> [Directions]
In the records below, find the line with "Extract bee wing" and repeat it and every line after it, exactly, without any pictures.
————————
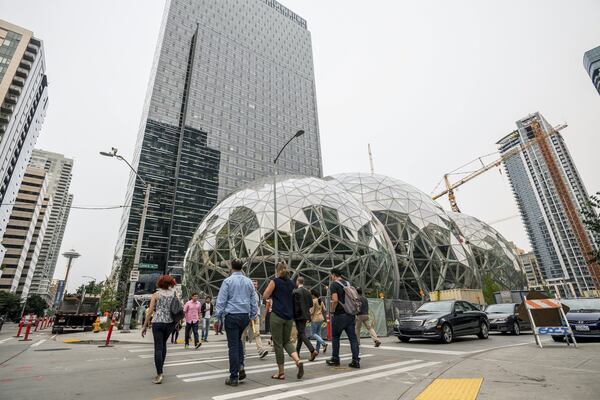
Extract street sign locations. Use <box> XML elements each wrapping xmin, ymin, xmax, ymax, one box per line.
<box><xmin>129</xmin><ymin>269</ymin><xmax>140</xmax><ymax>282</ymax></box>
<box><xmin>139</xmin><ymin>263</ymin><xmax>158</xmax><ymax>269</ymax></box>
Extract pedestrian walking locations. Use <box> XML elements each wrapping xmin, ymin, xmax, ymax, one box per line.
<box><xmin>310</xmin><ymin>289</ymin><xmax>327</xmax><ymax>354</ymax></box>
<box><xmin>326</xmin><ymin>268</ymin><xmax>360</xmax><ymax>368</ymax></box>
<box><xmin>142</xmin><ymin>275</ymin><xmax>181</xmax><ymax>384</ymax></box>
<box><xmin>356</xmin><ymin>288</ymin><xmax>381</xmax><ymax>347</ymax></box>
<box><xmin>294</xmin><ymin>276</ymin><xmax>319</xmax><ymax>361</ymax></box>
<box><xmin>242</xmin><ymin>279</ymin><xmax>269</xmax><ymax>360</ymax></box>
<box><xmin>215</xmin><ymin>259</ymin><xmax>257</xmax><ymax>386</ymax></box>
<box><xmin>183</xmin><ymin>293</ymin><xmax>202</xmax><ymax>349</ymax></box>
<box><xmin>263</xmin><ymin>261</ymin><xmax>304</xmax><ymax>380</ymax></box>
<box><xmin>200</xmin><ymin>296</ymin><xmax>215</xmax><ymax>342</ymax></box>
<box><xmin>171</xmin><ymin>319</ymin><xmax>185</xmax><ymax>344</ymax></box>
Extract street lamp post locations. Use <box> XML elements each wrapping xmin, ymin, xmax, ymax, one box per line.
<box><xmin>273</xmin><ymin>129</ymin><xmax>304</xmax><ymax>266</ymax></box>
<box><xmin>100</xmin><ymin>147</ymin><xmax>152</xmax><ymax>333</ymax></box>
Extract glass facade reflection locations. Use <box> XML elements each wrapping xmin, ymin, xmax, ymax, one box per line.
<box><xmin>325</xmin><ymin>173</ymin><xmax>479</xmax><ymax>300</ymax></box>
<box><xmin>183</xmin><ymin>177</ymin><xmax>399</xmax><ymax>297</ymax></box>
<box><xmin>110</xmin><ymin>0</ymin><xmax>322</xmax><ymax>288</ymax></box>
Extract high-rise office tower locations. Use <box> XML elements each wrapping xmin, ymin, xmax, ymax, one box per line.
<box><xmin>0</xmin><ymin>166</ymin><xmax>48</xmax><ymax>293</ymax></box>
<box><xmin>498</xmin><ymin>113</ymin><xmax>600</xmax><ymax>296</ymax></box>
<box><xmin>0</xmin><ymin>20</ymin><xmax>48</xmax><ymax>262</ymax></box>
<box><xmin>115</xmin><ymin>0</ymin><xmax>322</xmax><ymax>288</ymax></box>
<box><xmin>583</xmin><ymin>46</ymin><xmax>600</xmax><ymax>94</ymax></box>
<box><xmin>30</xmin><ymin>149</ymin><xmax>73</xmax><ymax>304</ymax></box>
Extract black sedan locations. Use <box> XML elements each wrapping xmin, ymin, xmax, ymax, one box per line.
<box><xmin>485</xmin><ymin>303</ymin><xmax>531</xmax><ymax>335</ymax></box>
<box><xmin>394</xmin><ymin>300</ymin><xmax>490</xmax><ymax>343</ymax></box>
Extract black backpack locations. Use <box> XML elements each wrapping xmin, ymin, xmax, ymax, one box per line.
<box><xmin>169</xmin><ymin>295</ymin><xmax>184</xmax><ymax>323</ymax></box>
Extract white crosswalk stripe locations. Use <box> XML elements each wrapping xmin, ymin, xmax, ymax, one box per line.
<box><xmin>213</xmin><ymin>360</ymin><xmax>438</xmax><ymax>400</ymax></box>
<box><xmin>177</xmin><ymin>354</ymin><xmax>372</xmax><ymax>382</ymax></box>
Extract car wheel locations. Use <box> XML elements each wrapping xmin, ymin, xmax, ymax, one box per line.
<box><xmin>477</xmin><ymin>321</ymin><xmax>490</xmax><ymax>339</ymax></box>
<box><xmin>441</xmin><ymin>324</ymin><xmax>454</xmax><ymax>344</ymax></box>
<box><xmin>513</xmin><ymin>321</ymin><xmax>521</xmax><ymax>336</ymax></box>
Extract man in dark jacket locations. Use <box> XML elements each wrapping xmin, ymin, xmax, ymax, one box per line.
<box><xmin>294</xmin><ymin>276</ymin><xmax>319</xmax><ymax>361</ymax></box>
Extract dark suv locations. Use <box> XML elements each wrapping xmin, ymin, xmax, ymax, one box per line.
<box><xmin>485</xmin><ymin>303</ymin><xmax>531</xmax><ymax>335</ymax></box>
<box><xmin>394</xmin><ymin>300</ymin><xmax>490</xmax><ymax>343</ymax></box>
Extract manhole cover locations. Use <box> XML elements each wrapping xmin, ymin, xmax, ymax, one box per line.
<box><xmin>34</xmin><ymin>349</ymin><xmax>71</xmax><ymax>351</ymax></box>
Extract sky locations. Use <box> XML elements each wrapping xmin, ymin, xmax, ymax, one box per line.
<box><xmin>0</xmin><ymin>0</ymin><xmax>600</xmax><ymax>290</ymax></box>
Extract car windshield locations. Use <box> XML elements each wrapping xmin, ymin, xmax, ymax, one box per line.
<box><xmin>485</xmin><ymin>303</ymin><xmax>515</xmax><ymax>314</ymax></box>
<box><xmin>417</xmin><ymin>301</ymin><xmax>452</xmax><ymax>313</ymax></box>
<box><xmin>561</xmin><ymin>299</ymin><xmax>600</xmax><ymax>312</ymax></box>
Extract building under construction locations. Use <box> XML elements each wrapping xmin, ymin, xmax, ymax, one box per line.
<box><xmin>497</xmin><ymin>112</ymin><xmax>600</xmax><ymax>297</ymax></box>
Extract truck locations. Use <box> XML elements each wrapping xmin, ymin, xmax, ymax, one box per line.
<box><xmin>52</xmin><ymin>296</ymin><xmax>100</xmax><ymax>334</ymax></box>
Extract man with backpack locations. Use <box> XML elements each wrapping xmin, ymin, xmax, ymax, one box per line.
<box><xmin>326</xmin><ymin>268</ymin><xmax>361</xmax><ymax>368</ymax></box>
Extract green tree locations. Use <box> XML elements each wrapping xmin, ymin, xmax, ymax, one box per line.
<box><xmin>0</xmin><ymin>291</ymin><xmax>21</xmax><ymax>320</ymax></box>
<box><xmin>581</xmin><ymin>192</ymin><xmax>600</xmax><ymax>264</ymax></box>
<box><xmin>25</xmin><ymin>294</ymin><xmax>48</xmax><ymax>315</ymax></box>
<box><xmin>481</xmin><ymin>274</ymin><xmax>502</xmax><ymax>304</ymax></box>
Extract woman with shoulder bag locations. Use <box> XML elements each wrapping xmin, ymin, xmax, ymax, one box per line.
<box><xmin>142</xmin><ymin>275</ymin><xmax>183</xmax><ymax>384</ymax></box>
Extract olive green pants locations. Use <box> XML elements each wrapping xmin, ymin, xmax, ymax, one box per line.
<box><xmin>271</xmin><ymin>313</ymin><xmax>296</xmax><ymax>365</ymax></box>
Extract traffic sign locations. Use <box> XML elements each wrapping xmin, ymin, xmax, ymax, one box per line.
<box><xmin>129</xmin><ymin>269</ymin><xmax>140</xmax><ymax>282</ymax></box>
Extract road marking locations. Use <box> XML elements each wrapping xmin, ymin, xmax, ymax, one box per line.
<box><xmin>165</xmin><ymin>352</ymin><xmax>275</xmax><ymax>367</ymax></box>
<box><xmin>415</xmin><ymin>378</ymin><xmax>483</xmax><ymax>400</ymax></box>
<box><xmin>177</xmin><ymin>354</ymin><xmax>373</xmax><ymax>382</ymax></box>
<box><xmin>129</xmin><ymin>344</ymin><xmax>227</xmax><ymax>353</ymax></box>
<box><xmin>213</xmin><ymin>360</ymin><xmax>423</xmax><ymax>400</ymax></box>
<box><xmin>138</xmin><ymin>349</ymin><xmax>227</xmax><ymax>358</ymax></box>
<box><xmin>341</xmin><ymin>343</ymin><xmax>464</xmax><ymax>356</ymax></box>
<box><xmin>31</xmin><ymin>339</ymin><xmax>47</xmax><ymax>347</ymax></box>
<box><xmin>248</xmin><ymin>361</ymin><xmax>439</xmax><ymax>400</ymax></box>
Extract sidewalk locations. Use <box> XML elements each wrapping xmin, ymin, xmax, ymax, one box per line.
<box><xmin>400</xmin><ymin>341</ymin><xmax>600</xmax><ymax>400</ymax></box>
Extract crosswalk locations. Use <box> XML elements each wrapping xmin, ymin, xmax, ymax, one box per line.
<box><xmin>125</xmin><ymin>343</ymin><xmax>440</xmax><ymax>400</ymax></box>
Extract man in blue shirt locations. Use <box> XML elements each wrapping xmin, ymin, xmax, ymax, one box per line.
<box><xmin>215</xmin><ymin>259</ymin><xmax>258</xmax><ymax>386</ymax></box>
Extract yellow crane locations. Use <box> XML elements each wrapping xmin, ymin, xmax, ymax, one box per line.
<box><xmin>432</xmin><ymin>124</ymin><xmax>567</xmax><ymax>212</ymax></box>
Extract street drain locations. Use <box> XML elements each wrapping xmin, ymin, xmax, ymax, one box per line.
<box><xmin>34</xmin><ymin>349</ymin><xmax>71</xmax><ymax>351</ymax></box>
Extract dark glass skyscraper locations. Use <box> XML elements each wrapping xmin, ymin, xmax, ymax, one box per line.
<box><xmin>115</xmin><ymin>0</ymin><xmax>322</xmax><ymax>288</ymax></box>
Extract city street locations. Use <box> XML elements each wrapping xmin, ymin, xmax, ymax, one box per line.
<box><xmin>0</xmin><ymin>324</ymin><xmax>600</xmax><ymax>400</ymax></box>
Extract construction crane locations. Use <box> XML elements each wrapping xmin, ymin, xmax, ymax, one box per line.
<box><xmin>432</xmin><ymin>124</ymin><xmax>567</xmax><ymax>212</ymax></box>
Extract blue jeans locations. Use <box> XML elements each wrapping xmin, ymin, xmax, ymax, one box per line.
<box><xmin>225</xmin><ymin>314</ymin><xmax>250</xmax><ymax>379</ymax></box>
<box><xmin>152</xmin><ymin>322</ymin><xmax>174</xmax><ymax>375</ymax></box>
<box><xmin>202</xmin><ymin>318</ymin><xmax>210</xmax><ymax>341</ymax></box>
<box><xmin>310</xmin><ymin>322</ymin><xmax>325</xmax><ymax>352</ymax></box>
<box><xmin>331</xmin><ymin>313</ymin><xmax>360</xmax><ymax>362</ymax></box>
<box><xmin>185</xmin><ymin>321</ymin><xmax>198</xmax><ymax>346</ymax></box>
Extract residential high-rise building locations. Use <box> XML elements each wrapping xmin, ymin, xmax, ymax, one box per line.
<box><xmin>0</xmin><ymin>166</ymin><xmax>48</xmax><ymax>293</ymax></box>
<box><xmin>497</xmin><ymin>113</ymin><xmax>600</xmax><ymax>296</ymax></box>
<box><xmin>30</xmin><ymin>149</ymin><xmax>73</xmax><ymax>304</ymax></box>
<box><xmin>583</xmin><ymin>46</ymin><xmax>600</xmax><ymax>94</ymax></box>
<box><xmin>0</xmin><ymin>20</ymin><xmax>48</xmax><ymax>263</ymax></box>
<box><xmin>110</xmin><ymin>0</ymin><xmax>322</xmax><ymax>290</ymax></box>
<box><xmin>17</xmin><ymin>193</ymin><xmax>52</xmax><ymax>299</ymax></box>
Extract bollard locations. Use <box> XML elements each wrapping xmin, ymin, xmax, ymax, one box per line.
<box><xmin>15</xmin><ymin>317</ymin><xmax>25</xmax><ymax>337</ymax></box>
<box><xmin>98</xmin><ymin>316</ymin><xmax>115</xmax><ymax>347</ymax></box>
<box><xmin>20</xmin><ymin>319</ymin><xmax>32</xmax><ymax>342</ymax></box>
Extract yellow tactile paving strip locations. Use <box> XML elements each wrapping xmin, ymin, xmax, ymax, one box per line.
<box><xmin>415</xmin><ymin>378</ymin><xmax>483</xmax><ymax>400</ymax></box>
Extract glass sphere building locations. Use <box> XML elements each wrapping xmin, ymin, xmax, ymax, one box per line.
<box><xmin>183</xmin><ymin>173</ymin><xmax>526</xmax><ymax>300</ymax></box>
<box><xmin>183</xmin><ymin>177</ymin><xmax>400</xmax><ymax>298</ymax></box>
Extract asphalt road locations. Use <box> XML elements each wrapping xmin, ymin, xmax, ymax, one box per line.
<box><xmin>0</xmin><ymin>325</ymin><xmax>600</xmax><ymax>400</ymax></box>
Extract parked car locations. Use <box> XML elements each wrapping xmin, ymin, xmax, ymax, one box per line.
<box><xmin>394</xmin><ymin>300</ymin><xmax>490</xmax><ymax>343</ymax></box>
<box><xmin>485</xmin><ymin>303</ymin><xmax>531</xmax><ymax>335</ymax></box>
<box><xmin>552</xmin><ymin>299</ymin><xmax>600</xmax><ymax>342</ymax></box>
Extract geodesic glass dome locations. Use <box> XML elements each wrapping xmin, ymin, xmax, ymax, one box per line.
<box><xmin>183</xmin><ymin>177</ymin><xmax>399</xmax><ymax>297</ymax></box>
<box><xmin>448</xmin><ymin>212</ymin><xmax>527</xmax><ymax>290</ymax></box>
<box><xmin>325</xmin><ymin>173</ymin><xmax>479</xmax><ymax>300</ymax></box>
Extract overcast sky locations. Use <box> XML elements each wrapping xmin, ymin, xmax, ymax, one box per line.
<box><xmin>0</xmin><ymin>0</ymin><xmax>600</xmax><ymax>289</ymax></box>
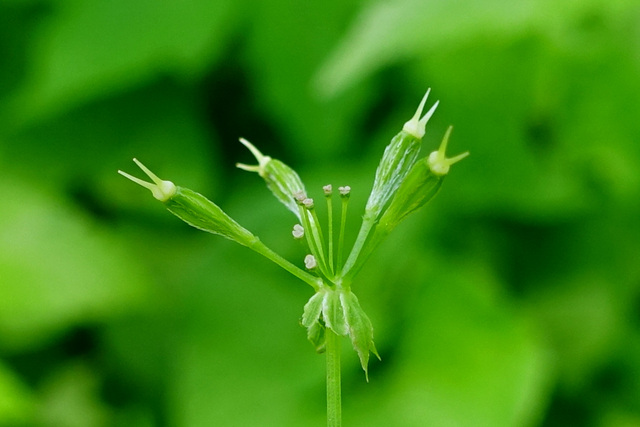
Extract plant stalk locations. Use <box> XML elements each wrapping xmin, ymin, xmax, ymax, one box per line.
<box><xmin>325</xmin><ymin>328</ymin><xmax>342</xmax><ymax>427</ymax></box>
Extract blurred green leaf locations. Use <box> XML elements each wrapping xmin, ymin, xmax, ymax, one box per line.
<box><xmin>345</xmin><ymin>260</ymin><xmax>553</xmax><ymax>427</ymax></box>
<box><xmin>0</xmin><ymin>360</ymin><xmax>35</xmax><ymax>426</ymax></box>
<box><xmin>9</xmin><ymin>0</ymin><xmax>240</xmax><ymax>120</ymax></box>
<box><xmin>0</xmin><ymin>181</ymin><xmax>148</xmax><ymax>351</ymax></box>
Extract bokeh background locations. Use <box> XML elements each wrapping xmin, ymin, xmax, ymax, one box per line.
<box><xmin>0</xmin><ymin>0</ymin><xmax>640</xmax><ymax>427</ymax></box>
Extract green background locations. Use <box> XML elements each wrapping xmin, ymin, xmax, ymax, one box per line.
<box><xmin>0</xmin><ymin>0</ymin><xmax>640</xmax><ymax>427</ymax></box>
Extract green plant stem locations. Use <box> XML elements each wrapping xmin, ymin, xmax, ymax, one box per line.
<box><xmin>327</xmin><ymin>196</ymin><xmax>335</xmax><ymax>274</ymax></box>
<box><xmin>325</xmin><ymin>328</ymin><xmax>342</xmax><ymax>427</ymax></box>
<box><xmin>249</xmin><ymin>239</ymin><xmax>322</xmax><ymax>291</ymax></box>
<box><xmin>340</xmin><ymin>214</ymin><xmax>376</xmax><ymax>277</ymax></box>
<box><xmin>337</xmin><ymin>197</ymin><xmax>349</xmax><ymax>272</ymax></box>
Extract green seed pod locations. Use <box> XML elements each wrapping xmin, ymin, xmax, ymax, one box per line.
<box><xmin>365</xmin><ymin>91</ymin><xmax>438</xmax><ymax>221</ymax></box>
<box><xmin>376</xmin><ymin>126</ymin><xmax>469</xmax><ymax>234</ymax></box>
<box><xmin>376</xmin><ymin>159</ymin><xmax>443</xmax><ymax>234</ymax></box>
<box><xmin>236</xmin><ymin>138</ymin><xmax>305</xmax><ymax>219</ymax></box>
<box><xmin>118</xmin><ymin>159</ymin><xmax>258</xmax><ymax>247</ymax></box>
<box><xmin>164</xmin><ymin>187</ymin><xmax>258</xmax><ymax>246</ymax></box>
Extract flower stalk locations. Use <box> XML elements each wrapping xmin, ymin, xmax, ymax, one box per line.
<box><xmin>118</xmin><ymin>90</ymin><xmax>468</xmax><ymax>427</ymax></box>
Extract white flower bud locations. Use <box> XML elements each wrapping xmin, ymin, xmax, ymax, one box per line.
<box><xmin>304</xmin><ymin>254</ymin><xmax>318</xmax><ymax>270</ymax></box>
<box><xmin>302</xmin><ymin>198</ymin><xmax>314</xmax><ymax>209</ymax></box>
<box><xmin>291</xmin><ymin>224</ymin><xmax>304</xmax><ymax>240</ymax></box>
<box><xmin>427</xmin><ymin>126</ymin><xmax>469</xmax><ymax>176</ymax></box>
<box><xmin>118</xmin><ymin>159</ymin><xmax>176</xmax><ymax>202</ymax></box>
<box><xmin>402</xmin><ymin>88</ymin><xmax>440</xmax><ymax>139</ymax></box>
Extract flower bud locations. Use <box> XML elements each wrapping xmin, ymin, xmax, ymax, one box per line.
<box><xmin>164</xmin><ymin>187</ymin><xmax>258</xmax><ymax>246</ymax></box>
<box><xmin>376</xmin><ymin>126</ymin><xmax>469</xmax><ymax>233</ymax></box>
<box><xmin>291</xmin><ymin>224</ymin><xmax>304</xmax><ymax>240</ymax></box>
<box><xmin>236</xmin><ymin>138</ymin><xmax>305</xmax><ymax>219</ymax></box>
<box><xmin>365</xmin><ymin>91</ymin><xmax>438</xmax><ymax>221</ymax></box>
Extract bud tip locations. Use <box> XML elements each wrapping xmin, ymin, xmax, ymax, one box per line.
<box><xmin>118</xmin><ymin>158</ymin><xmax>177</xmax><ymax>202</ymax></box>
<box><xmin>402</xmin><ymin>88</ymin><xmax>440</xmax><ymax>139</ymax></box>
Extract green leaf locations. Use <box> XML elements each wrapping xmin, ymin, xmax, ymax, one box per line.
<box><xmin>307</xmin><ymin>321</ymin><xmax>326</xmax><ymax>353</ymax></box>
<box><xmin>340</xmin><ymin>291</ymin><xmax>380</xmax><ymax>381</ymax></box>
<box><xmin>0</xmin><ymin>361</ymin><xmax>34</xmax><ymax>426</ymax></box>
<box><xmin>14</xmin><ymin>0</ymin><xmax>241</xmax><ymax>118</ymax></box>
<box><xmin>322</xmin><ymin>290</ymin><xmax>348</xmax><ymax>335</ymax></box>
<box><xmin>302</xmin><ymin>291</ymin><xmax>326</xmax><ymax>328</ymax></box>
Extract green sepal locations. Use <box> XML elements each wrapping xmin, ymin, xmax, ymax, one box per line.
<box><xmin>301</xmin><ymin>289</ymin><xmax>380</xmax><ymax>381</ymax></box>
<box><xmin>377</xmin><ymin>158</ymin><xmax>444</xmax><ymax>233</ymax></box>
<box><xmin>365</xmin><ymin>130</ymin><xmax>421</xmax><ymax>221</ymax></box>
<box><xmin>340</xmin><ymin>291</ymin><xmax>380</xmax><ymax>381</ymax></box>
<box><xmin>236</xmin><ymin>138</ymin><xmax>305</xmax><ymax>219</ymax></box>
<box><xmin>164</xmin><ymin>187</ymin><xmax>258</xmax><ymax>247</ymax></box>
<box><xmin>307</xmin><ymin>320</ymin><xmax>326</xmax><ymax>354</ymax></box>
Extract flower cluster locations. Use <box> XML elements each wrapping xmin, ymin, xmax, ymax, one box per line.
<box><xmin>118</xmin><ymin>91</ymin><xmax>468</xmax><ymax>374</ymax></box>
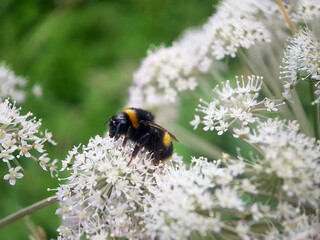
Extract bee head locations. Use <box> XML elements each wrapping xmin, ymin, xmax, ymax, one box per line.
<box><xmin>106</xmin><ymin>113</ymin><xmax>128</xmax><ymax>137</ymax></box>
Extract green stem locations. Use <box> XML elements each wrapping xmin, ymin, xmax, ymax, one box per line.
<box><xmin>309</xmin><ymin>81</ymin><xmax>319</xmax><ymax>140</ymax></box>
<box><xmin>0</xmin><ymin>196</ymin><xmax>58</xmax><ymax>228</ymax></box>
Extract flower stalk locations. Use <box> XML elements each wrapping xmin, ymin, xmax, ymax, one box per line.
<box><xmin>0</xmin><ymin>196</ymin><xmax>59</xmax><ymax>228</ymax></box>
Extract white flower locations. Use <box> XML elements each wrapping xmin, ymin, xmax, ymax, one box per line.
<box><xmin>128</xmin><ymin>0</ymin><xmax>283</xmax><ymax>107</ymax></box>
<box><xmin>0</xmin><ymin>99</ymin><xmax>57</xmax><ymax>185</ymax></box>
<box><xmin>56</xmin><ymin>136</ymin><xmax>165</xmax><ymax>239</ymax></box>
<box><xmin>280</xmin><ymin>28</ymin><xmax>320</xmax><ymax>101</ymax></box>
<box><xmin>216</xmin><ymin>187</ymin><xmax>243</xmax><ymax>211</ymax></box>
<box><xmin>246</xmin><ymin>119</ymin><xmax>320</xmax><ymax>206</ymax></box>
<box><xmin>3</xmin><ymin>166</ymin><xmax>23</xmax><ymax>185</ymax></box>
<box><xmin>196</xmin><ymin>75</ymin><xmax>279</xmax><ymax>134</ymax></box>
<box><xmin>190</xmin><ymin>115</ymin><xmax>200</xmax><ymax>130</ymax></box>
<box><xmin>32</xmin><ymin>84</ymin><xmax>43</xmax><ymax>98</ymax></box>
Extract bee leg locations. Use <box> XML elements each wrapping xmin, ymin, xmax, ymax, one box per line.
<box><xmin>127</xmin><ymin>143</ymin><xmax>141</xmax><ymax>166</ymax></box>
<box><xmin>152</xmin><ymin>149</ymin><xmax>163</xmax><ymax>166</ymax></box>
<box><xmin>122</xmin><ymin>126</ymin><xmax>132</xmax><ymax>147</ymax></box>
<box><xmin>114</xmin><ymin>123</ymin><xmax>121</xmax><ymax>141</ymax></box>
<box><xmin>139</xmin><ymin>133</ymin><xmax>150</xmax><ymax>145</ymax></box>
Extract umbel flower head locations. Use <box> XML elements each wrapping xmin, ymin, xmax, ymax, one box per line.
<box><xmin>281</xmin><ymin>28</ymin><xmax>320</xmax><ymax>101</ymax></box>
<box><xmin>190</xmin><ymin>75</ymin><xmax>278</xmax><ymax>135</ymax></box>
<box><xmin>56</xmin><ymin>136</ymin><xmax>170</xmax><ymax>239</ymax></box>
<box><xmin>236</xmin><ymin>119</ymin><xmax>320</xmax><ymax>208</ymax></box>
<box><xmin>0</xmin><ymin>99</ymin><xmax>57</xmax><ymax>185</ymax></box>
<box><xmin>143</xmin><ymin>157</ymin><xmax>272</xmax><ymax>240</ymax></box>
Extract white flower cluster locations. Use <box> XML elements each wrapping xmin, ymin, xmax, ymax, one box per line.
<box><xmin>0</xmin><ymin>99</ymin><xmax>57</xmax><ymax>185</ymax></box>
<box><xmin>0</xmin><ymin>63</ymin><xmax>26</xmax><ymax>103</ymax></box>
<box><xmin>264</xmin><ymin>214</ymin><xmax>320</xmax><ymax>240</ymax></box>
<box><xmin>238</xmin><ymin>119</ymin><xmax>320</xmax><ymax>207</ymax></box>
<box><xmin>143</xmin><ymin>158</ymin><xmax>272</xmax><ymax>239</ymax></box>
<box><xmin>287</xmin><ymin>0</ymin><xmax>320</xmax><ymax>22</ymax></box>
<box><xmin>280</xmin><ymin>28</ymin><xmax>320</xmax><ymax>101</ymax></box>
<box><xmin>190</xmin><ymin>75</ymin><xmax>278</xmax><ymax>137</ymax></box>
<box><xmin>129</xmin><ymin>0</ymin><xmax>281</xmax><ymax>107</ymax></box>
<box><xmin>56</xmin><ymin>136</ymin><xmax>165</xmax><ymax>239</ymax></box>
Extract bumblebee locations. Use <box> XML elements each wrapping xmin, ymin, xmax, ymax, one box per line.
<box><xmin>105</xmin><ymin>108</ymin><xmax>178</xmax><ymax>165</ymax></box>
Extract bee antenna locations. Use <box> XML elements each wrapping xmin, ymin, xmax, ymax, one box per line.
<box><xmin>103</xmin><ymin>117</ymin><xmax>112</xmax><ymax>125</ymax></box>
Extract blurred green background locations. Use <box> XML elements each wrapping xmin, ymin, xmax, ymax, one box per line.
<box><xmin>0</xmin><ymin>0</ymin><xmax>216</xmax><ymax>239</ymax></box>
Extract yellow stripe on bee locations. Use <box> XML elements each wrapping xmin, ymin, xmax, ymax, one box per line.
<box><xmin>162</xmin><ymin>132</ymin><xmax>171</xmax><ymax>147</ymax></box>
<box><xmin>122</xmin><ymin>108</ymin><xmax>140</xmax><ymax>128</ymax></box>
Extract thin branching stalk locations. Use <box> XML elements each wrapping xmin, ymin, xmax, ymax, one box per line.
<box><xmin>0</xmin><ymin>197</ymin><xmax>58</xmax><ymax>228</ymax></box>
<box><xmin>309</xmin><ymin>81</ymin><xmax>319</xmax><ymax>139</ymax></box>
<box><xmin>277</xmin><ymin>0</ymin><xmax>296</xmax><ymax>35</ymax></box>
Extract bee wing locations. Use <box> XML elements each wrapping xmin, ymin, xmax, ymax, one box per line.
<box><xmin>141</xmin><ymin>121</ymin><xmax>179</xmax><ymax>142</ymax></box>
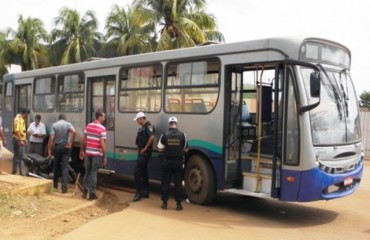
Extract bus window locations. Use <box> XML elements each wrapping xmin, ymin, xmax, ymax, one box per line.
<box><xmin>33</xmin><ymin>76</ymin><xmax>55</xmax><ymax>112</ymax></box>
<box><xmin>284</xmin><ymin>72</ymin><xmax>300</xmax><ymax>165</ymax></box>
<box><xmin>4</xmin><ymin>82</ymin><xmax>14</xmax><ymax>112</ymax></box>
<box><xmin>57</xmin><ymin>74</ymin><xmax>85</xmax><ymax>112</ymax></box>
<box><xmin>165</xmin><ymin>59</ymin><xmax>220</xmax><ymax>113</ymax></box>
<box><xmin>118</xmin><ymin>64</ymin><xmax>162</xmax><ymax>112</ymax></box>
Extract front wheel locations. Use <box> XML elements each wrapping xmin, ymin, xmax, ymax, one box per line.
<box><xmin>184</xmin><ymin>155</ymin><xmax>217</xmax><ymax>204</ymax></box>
————————
> [Worked solution]
Extract bee wing locations. Use <box> XML elements each wrapping xmin, ymin, xmax, ymax, one box per line.
<box><xmin>141</xmin><ymin>121</ymin><xmax>179</xmax><ymax>142</ymax></box>
Extract bus window locations. Use <box> XML elements each wrapping xmin, ymin, xmax, ymax, one box per line.
<box><xmin>33</xmin><ymin>76</ymin><xmax>55</xmax><ymax>112</ymax></box>
<box><xmin>284</xmin><ymin>72</ymin><xmax>300</xmax><ymax>165</ymax></box>
<box><xmin>4</xmin><ymin>82</ymin><xmax>14</xmax><ymax>112</ymax></box>
<box><xmin>57</xmin><ymin>74</ymin><xmax>85</xmax><ymax>112</ymax></box>
<box><xmin>165</xmin><ymin>59</ymin><xmax>220</xmax><ymax>113</ymax></box>
<box><xmin>118</xmin><ymin>64</ymin><xmax>162</xmax><ymax>112</ymax></box>
Extract front wheel locations. Use <box> XML elements each wrapping xmin, ymin, xmax, ymax, one box per line.
<box><xmin>184</xmin><ymin>155</ymin><xmax>217</xmax><ymax>204</ymax></box>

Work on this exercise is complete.